--- PAGE EXCERPT ---
────────────────────
Re: Quesion about querying distributed databases

public inbox for [email protected]  
help / color / mirror / Atom feed

From: me nefcanto <[email protected]>
To: Laurenz Albe <[email protected]>
Cc: Adrian Klaver <[email protected]>
Cc: [email protected]
Subject: Re: Quesion about querying distributed databases
Date: Wed, 5 Mar 2025 12:57:37 +0330
Message-ID: <CAEHBEOBXzkGTqxQSYqmEFN5hbc=zsGWFpU9h8zf7AAPv4VdOWQ@mail.gmail.com> (raw)
In-Reply-To: <[email protected]>
References: <CAEHBEOBuoMFWuhHM3L_Zr6o1enELju-Vns6Pknt4TT+6MFQOwQ@mail.gmail.com>
	<[email protected]>
	<CAEHBEOD969YrbPH_z9OEmThWx3-w4sMMaHLhZLOQwqCwE8Y58Q@mail.gmail.com>
	<[email protected]>

Laurenz Albe, thanks for your answer.

Right now this data is in MariaDB, on separate databases (schema) but on
one server. The solution in this situation is to have a cross-database
query. (this is the status quo of our application)
────────────────────
Location annotation dataset excerpts
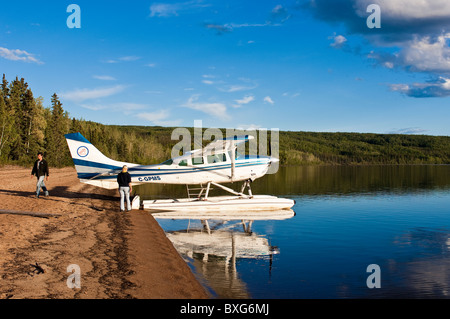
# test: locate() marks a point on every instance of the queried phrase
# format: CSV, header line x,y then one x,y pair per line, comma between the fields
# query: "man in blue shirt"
x,y
125,188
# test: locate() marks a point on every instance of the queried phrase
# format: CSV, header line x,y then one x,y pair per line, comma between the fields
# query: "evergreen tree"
x,y
57,151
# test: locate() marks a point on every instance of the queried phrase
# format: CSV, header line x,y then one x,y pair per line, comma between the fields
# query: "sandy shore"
x,y
120,255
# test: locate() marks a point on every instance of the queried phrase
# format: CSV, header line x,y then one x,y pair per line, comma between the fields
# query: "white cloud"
x,y
104,77
218,110
435,88
338,41
245,100
18,55
268,99
128,58
237,88
80,95
125,107
173,9
164,9
159,118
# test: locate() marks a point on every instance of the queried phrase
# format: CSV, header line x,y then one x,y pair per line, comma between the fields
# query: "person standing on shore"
x,y
125,188
40,170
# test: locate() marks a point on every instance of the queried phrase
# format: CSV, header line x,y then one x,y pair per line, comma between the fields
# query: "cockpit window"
x,y
216,158
183,163
197,160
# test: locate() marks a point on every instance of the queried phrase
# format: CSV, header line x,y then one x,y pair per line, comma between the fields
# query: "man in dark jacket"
x,y
40,170
124,180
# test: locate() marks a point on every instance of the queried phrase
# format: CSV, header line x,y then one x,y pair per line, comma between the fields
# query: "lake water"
x,y
346,218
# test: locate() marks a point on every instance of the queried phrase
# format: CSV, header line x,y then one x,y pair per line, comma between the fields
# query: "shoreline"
x,y
120,255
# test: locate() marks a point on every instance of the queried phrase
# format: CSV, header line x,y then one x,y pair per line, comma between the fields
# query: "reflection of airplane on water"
x,y
217,163
218,243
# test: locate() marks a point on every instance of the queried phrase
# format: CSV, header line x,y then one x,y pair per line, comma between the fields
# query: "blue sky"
x,y
293,65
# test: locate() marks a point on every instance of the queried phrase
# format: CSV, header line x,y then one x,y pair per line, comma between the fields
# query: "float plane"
x,y
216,164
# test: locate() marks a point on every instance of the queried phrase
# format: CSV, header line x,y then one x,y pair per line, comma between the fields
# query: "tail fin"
x,y
91,165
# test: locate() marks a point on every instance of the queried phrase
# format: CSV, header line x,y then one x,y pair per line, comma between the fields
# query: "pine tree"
x,y
59,124
6,125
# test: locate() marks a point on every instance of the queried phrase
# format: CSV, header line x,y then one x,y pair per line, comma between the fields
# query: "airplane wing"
x,y
226,144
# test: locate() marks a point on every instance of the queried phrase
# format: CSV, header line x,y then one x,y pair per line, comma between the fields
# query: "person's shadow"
x,y
58,193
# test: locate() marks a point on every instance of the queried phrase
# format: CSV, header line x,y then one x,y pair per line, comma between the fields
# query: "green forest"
x,y
27,126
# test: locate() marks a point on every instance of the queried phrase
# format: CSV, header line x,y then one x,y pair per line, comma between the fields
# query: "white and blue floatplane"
x,y
216,164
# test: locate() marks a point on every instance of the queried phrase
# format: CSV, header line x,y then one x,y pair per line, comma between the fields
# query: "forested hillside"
x,y
28,126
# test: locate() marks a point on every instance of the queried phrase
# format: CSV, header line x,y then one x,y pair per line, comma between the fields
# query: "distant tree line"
x,y
27,127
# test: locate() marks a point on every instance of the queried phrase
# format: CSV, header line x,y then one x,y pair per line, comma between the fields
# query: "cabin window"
x,y
183,163
216,158
197,160
236,154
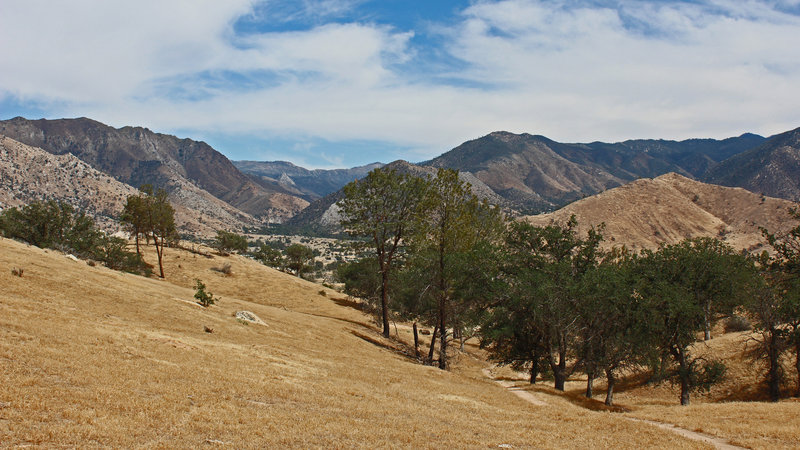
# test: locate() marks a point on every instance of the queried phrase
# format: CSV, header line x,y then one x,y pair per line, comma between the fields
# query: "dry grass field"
x,y
90,357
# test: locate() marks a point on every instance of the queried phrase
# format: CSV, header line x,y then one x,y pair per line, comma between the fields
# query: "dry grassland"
x,y
92,357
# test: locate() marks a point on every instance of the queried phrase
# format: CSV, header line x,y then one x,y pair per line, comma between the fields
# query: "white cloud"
x,y
575,73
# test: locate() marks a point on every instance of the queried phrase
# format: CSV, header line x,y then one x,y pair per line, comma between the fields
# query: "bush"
x,y
204,298
736,323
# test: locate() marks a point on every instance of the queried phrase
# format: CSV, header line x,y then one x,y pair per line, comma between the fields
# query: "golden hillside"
x,y
670,208
93,357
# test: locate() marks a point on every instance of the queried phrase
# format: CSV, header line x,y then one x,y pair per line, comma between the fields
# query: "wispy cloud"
x,y
571,70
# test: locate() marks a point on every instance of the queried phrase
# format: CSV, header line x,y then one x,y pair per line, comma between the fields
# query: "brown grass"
x,y
93,357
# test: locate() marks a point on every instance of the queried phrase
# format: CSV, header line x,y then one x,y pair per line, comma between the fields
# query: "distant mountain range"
x,y
535,173
670,208
522,172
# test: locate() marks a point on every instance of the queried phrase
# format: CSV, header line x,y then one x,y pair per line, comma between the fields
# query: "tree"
x,y
226,242
382,207
268,255
545,266
452,226
299,258
151,215
614,332
668,281
783,274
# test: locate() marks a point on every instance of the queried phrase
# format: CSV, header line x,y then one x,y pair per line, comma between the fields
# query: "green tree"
x,y
545,266
453,225
151,215
382,208
299,258
226,242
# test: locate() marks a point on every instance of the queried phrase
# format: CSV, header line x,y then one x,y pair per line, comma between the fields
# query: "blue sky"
x,y
339,83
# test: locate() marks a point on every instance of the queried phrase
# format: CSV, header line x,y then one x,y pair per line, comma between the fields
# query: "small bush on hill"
x,y
224,269
736,323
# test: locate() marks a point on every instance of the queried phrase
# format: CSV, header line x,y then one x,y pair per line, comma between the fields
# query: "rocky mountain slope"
x,y
670,208
772,168
309,184
30,174
536,173
137,155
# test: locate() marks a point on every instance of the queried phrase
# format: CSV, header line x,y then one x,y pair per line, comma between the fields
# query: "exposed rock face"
x,y
30,174
137,156
670,208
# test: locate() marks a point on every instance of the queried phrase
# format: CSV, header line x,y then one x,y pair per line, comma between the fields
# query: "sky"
x,y
341,83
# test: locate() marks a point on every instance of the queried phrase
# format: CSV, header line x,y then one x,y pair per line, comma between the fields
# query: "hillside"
x,y
137,156
30,174
100,358
310,184
670,208
772,168
536,173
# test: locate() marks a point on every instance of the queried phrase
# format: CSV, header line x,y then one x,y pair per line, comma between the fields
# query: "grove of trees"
x,y
553,303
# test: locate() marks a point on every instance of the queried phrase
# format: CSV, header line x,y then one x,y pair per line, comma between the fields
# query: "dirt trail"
x,y
717,442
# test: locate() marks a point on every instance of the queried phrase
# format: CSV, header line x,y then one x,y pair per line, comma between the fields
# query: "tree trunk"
x,y
612,380
416,341
433,344
160,253
384,301
683,372
442,345
797,358
534,369
560,370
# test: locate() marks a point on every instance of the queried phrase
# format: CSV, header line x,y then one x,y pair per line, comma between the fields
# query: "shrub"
x,y
204,298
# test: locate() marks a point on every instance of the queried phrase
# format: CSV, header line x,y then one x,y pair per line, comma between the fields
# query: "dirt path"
x,y
518,391
717,442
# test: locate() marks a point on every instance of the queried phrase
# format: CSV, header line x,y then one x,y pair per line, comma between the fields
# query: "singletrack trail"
x,y
717,442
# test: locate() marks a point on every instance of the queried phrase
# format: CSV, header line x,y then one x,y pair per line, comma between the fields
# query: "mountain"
x,y
29,174
323,214
136,156
310,184
670,208
772,168
535,173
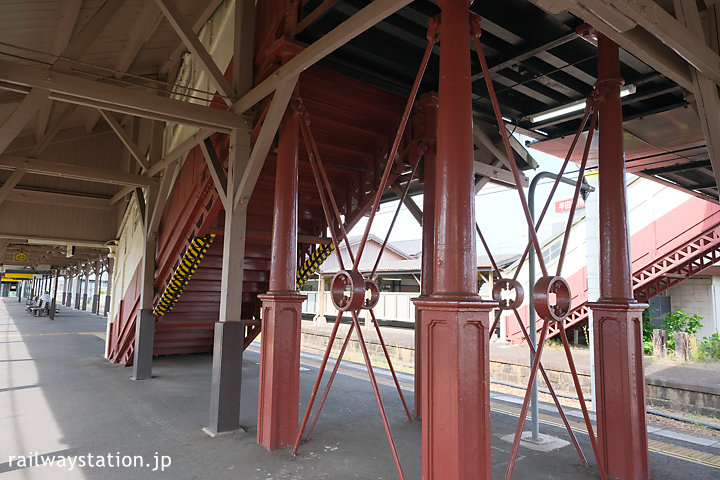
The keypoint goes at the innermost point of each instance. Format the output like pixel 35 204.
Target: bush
pixel 681 321
pixel 709 348
pixel 648 327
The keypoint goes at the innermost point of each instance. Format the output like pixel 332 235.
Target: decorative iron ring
pixel 508 285
pixel 351 298
pixel 373 296
pixel 547 287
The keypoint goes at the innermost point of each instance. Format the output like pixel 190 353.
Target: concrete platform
pixel 684 388
pixel 59 397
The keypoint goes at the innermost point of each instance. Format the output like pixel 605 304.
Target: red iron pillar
pixel 425 121
pixel 617 317
pixel 455 321
pixel 281 310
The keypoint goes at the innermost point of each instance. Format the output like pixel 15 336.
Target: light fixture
pixel 574 107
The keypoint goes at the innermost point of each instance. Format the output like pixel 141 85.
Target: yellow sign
pixel 19 275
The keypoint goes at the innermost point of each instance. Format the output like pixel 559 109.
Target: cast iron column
pixel 86 287
pixel 425 120
pixel 617 317
pixel 282 305
pixel 78 286
pixel 455 321
pixel 108 292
────────────────────
--- ACTIONS TO TAKE ---
**1)** Based on the database mailing-list reply, do these statements hold? (a) The data currently lives in MariaDB. (b) The separate databases are spread across different servers. (c) The message is addressed to Adrian Klaver. Answer each with yes or no and quote the deciding words.
**2)** Carry on the database mailing-list reply from its final sentence.

--- THE REPLIES ---
**1)**
(a) Yes: "Right now this data is in MariaDB"
(b) No: "on separate databases (schema) but on one server"
(c) No: "To: Laurenz Albe"

**2)**
Now our team has decided to migrate to Postgres. However, we realized that
Postgres does not support cross-database queries. And if we want to do so,
we should use FDW. So, we thought we might as well put databases on
separate servers for scalability if we have to write more code. That's the
reason behind this question.

But we're stuck at performance. In SQL Server and MariaDB, cross-database
queries allow for neat separation of data while delivering good performance
in the orchestration layer. You have separate databases, which allows for
fine-grained management (different backup schedules, index recalculation,
deployment, etc.) but at the same time you can write a query in your app,
or in an orchestrator database (let's call it All) that is fast enough for
millions of records.

However, we're stuck in this in Postgres. What solutions exist for this
problem?

Regards
Saeed

On Wed, Mar 5, 2025 at 11:09 AM Laurenz Albe <[email protected]>
wrote:

> On Wed, 2025-03-05 at 10:12 +0330, me nefcanto wrote:
> > Adrian Klaver, thank you for the link. I asked the AI to create a query
> for me using FDW.
> >
> > The problem here is that it collects all of the product_id values from
> the ItemCategories table [...]
> >
> > That's not scalable. Is there a workaround for this?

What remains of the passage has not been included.